[Entries taken from a collection]
..........
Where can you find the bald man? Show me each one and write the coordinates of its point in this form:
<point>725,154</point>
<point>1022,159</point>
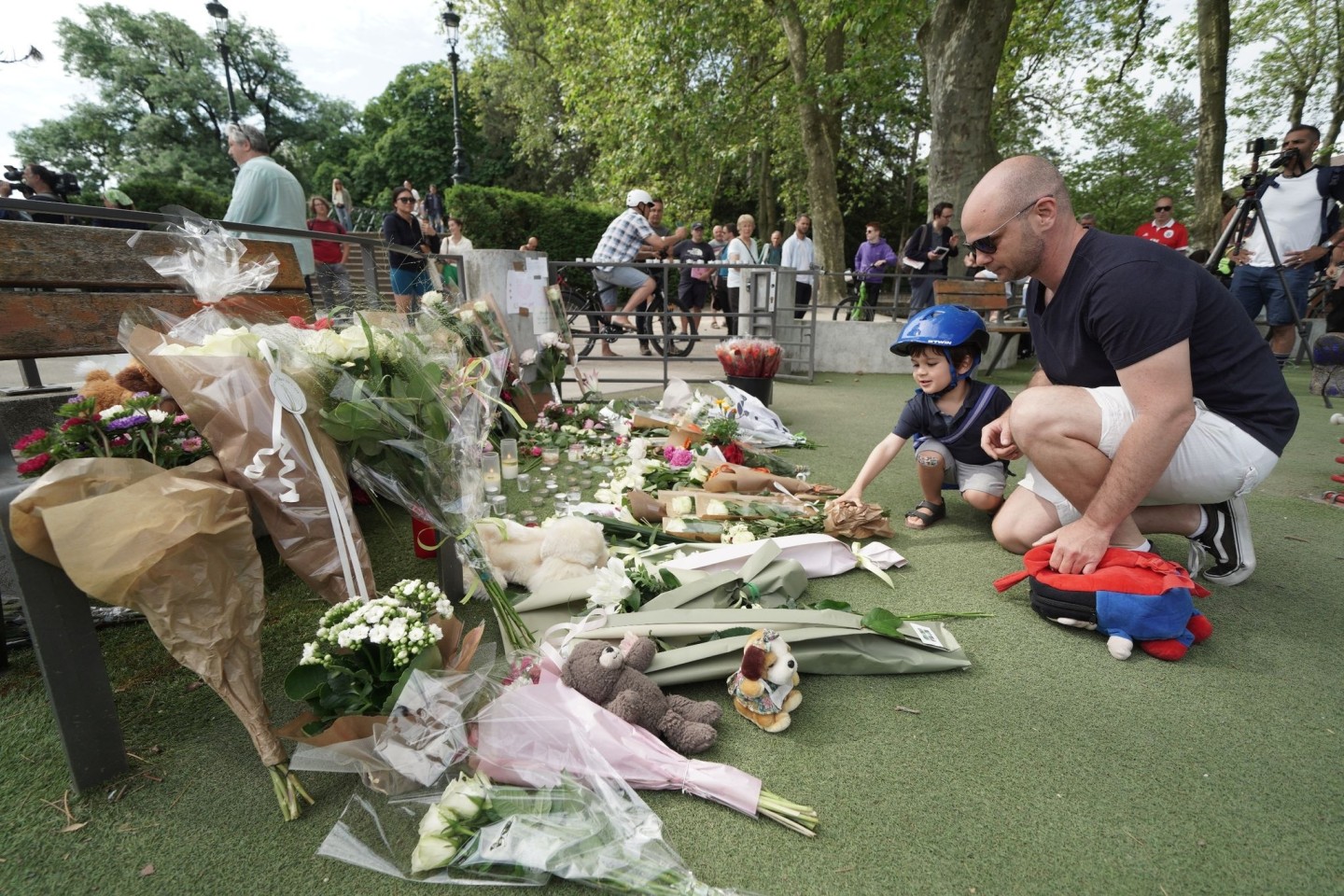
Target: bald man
<point>1156,407</point>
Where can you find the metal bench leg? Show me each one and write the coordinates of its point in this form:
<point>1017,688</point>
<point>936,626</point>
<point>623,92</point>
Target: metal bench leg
<point>1002,344</point>
<point>67,651</point>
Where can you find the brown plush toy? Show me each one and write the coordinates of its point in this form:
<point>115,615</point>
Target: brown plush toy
<point>763,688</point>
<point>107,390</point>
<point>613,678</point>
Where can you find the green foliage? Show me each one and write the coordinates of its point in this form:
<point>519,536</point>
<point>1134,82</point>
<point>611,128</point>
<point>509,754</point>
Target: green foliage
<point>504,217</point>
<point>1140,155</point>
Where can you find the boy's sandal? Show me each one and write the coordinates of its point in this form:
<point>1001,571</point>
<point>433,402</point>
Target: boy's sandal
<point>928,513</point>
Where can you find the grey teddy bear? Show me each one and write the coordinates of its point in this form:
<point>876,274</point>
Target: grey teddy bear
<point>617,682</point>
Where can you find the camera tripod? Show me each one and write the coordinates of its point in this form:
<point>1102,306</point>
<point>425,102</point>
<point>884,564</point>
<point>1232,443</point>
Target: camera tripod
<point>1237,227</point>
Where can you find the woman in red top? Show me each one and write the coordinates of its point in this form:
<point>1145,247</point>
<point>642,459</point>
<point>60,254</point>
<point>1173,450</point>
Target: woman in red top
<point>329,257</point>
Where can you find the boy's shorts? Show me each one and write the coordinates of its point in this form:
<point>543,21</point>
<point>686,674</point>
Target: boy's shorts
<point>988,479</point>
<point>1214,462</point>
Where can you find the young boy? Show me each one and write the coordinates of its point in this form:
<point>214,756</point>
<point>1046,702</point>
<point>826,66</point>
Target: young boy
<point>944,416</point>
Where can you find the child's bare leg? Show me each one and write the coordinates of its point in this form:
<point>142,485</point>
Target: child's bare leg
<point>931,467</point>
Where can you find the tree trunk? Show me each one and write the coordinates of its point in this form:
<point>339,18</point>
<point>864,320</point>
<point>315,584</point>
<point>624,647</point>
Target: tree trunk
<point>962,43</point>
<point>1211,51</point>
<point>820,132</point>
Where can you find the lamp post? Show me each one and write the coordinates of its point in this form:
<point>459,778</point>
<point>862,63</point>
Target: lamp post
<point>451,21</point>
<point>220,14</point>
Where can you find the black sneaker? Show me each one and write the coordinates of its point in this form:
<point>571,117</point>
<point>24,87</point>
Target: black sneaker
<point>1224,551</point>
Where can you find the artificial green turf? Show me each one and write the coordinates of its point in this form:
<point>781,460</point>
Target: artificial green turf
<point>1047,767</point>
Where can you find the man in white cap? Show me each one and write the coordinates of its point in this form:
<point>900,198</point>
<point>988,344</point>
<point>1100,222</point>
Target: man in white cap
<point>622,244</point>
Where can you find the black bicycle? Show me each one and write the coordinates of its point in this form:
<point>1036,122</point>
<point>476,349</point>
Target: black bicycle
<point>589,323</point>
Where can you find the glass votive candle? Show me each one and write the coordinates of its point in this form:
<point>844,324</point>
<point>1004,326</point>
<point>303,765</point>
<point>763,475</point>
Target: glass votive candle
<point>491,467</point>
<point>509,458</point>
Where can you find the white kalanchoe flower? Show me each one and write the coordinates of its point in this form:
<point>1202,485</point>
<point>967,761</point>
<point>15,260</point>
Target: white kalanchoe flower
<point>611,586</point>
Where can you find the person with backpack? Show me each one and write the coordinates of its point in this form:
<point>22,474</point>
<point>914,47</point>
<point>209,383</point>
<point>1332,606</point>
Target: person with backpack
<point>931,245</point>
<point>1300,210</point>
<point>944,418</point>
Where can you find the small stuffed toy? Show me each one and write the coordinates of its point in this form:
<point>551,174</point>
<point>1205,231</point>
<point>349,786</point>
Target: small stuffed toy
<point>613,678</point>
<point>1132,596</point>
<point>107,390</point>
<point>763,690</point>
<point>567,548</point>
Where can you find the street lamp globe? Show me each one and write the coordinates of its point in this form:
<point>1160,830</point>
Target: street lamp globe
<point>219,12</point>
<point>452,21</point>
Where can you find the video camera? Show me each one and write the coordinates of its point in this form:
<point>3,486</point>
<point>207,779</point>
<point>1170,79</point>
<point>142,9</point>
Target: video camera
<point>62,184</point>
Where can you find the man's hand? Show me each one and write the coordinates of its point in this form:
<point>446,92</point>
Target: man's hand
<point>996,440</point>
<point>1078,547</point>
<point>1305,257</point>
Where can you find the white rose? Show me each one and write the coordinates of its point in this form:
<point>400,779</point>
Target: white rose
<point>433,852</point>
<point>611,586</point>
<point>330,345</point>
<point>230,342</point>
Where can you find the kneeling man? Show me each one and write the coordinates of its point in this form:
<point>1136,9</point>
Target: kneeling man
<point>1156,406</point>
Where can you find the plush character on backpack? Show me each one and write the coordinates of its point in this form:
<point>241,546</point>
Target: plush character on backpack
<point>1133,596</point>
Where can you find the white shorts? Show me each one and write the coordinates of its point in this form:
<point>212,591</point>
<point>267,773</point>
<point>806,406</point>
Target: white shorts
<point>989,477</point>
<point>1214,462</point>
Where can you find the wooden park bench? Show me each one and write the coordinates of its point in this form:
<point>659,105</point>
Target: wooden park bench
<point>63,289</point>
<point>989,300</point>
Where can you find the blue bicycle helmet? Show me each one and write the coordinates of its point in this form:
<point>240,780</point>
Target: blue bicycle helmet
<point>945,327</point>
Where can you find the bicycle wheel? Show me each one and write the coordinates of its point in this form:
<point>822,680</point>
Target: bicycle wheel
<point>585,318</point>
<point>843,308</point>
<point>669,343</point>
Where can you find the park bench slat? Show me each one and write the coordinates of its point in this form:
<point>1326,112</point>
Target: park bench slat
<point>100,259</point>
<point>74,324</point>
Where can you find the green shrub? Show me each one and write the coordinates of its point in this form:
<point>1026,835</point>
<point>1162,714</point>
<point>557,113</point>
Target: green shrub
<point>152,195</point>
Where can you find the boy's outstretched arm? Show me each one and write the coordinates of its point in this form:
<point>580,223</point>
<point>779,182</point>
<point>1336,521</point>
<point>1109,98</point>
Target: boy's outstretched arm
<point>876,462</point>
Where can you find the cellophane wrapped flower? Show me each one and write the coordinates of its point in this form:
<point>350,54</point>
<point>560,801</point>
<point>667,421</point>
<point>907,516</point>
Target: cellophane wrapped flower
<point>412,409</point>
<point>134,428</point>
<point>750,357</point>
<point>366,651</point>
<point>565,809</point>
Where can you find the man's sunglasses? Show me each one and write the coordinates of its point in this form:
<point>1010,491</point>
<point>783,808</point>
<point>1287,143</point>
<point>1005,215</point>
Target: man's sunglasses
<point>988,245</point>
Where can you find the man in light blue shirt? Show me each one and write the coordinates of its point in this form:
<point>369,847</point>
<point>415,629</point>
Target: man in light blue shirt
<point>266,193</point>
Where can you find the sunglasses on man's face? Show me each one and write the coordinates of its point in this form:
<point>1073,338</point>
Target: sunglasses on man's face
<point>988,245</point>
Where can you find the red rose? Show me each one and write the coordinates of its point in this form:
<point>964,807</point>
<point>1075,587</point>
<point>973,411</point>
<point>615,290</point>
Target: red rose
<point>34,464</point>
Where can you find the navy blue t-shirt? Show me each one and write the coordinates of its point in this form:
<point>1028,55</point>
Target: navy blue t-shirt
<point>922,418</point>
<point>1126,299</point>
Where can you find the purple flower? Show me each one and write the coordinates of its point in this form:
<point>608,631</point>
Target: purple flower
<point>127,422</point>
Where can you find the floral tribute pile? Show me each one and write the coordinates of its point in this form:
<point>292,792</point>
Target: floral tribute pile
<point>136,428</point>
<point>750,357</point>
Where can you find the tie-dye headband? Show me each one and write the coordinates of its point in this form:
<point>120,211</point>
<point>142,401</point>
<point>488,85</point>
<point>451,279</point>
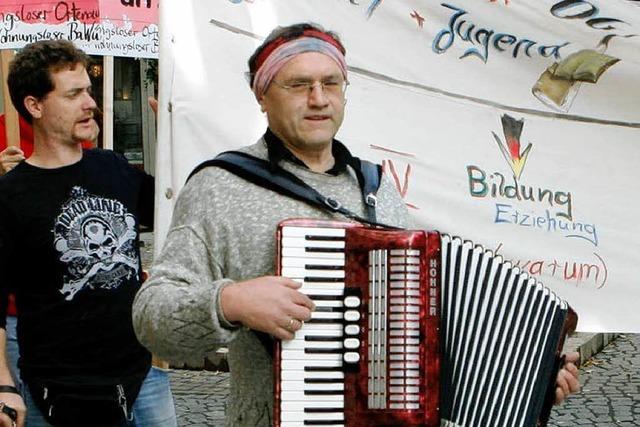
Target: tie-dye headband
<point>269,66</point>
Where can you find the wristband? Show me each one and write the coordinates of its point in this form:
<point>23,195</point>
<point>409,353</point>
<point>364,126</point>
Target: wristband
<point>8,389</point>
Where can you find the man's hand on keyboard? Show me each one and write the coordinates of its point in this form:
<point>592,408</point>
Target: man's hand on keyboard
<point>269,304</point>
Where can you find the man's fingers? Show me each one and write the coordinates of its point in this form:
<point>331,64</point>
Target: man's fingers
<point>303,300</point>
<point>300,312</point>
<point>290,283</point>
<point>283,334</point>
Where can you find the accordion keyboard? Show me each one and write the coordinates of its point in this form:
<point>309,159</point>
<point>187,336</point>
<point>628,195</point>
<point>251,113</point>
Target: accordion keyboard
<point>312,378</point>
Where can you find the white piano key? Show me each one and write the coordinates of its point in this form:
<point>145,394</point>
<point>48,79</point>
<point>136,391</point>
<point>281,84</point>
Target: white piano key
<point>301,424</point>
<point>302,405</point>
<point>337,291</point>
<point>351,315</point>
<point>301,272</point>
<point>304,332</point>
<point>302,344</point>
<point>329,303</point>
<point>302,262</point>
<point>326,315</point>
<point>335,286</point>
<point>322,326</point>
<point>301,242</point>
<point>352,301</point>
<point>296,231</point>
<point>351,357</point>
<point>301,364</point>
<point>301,252</point>
<point>304,386</point>
<point>302,416</point>
<point>298,373</point>
<point>351,343</point>
<point>301,355</point>
<point>352,330</point>
<point>299,396</point>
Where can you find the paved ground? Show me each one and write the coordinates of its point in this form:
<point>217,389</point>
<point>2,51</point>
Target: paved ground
..........
Find the word "ground" in the data and show each line that holds it.

Where can you find the paved ground? Show me each one and write the coordinates of its point in this form:
Target: paved ground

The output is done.